**原文抜粋**:
日々雑感

ヒラリーの今後、そして・・・

 米民主党の大統領候補指名競争でオバマに敗れ、8年間待ったヒラリー・クリントンは「今度こそ、女性大統領」と信じたであろう。敗者の弁で気丈に語ったヒラリーは、若い女性に向かって自分に続くよう促す言葉で結んだ。
 キャンペーン中、何度も使った「ガラスの天井」。ヒラリーはついに最後の天井を破れなかった。米国の歴史にその名を「初の女性大統領」として残すことはできなかった。
 8年前のヒラリーは「次」を目指して、国務長官(外務大臣)の職を勤め上げた。しかし、ここでヒラリーは個人メールを使って発信したことが大きなマイナスになった。弁護士ヒラリーが何故そんな基本的な過ちを犯したのか。
 ヒラリーは、若き日に子供の権利を守る弁護士として活躍し、夫のアーカンソー知事選を助け、夫の不倫をも庇い、クリントン大統領の下で医療保険制度を作ろうとした(失敗に終わる)。名実ともに優れたキャリアウーマンであり、ウーマンリブの先頭に立ってきた。だが、今や、キャリアウーマンもウーマンリブも旧価値に属し、女性を鼓舞する言葉ではない。
 ヒラリーがさすがに4年後を目指すことはないだろう。なぜなら、ダークホースのトランプが選ばれた理由がヒラリーにあることを彼女自身も認識したからだ。人々は「ヒラリーでない人」を選んだのだ。大量の資金を集め、常に人の上に立ってきた姿勢を崩さなかったヒラリーは人々の心から外れていた。キャンペーン前に出版した「困難な時」などの著書は、国務長官時代の出来事の羅列で、退屈な内容だ。心を打たない。
 1970年代、ビル・クリントンと共に、大学のキャンパスで撮った写真のヒラリーは今とはまったく違う。ひっつめ髪にズボン姿。化粧はない。そう、同じころ、アメリカの大学のキャンパスにいた私もヒラリーと同じ格好をしていた。ついでに言えば、ビルはヒッピーのように髪を伸ばし、そのころの男子学生そのままだった。
 なりふり構わずに、弁護士になるために勉強していたヒラリーが、やがて、政治家の夫のためでもあるが、金髪に染め、化粧と派手な服で自分を変えた。そして「受ける立ち居振る舞い」「受ける話しぶり」を身に着けるうちに本来の質素なヒラリーの姿は失われた。いつしか仮の姿の本人が本物になっていった。

**記録データ**:
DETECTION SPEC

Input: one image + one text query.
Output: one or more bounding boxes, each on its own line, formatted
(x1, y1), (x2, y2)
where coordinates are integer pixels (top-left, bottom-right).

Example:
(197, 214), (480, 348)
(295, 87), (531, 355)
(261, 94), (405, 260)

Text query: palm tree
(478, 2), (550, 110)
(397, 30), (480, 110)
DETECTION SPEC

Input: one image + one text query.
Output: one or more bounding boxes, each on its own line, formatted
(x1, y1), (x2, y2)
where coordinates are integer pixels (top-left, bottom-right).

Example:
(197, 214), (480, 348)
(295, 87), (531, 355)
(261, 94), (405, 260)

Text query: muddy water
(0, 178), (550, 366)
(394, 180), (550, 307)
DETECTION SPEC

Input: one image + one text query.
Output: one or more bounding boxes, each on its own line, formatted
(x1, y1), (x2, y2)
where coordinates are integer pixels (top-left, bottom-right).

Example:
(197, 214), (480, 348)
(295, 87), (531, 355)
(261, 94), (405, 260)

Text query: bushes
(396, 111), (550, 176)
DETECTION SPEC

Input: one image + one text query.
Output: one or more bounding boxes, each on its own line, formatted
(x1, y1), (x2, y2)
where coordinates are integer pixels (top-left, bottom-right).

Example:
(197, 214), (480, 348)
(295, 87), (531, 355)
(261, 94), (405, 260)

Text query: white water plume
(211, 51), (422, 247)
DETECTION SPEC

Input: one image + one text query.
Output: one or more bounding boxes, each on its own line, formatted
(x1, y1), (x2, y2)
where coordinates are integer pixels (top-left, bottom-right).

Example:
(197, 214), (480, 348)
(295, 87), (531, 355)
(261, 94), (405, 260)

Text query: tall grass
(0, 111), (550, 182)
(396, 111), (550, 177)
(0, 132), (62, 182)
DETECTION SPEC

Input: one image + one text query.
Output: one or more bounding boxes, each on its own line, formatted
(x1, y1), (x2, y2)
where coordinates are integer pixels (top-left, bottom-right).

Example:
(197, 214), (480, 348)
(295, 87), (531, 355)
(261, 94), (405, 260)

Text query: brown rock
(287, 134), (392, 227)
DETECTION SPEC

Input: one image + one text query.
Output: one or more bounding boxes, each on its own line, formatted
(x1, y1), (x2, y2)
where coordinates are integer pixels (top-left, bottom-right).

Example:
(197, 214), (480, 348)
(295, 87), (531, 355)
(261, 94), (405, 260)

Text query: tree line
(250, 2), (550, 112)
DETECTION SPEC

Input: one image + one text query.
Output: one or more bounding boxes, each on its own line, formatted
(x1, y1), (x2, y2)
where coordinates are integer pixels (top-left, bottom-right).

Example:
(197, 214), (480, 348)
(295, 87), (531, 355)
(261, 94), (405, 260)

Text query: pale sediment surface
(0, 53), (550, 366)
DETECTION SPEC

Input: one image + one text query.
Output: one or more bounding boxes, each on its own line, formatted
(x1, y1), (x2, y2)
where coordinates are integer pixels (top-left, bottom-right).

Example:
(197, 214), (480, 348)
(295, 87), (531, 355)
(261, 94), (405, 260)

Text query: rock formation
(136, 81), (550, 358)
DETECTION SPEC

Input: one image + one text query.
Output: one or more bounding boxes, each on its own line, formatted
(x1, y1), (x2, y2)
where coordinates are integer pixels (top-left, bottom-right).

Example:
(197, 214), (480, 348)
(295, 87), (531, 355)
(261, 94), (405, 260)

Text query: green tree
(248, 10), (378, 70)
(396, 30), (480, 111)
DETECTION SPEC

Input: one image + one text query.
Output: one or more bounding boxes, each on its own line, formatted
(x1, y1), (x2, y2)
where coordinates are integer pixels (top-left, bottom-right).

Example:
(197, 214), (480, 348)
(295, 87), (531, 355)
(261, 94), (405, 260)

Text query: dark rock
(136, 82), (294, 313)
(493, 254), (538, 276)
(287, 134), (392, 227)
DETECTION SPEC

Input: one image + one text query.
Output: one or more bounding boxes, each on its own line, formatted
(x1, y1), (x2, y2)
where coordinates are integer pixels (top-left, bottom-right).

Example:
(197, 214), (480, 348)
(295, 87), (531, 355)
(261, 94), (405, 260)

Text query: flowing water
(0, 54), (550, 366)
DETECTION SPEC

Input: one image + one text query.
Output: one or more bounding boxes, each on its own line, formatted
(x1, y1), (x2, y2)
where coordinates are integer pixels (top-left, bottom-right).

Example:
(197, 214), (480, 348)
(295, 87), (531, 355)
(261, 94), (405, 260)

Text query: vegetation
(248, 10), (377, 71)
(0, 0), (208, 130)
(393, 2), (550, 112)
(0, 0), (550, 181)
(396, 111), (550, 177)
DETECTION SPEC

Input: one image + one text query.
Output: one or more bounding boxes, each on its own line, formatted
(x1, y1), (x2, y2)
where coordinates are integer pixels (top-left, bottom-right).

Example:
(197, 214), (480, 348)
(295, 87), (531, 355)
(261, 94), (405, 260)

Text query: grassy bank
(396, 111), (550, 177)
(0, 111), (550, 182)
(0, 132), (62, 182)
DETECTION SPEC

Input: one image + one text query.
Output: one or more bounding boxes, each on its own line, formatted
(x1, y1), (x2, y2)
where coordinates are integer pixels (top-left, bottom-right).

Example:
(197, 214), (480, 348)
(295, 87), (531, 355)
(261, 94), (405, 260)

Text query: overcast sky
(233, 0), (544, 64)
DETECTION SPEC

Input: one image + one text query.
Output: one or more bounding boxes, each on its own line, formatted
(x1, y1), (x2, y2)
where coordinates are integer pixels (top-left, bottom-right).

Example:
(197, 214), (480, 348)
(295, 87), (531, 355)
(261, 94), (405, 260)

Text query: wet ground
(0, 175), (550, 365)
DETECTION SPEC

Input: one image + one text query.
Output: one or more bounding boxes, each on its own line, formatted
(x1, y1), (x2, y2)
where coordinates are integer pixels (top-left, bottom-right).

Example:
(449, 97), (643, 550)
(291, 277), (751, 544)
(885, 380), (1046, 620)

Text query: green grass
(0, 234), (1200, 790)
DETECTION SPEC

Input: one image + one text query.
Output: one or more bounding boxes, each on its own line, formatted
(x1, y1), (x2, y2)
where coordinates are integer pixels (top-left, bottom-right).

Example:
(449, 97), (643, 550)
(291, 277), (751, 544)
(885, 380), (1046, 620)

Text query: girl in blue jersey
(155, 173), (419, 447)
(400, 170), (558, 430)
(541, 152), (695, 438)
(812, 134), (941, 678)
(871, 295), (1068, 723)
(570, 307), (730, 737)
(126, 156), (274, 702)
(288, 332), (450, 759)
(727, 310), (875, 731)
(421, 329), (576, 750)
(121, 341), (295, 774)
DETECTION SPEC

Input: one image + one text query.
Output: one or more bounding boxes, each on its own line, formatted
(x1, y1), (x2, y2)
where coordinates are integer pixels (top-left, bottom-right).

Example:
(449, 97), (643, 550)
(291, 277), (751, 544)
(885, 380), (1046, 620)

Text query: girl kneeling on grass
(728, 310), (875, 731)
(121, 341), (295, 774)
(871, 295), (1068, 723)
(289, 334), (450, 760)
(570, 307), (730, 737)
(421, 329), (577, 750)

**作業内容**:
[A] ヒラリーについての文章によると、1970年代に大学のキャンパスで撮った写真のヒラリーはどんな格好をしていたか。
[B] ヒラリーについての文章を、最後の文の後から書き継いで再開せよ。

**各課題の答え**:
[A] ひっつめ髪にズボン姿で、化粧はしていなかった。

[B]
 私は、ヒラリーが今後どうするかを見守りたい。ヒラリーの気持ちの少しを私も共有するからである。思い切って官僚を辞め、衆議院議員は一期で終わり、人口23万の首長選にも敗れた。ヒラリーとは比べ物にならないが、同世代の女性として、1970年代の原点に返り、新しい価値を創造したい。
 蛇足だが、もしかしたら日本のヒラリーになるかもしれなかった元検事で弁護士であった佐藤欣子さんのことを書く。最近ひょんなことから、74歳で亡くなって8年余になる欣子さんの思い出話をする機会があった。欣子さんは、1980年代は、間違いなく「日本をリードする5人の女性」に入っていた。しかし、中曽根総理のバックにも拘らず、1989年の参議院選挙に落選し、欣子さんは二度と政治を目指すことはなかった。
 欣子さんの無念の思いを私は深夜にかかってくる電話でいやというほど聞いた。欣子さんは、もしかしたら総理を目指したかもしれない女性だった。東大法学部時代は、ヒラリーと同じく、同じ服で勉強ばかりしていたそうだ。その後の欣子さんは、反動的に、外見にこだわり、化粧や服装が派手であった。保守の論客で強面の議論をする欣子さんは決して女性の人気者ではなかった。ヒラリーと重なるところがあり、それをきっかけに欣子さんを思い出したので、ここで哀悼の意を表したい。
 アメリカは女性の社会進出層が厚いが、日本は極めて薄い。21世紀の新たな価値創造に、再び、これまでとは異なる女性の社会進出の在り方を課題とすべきである。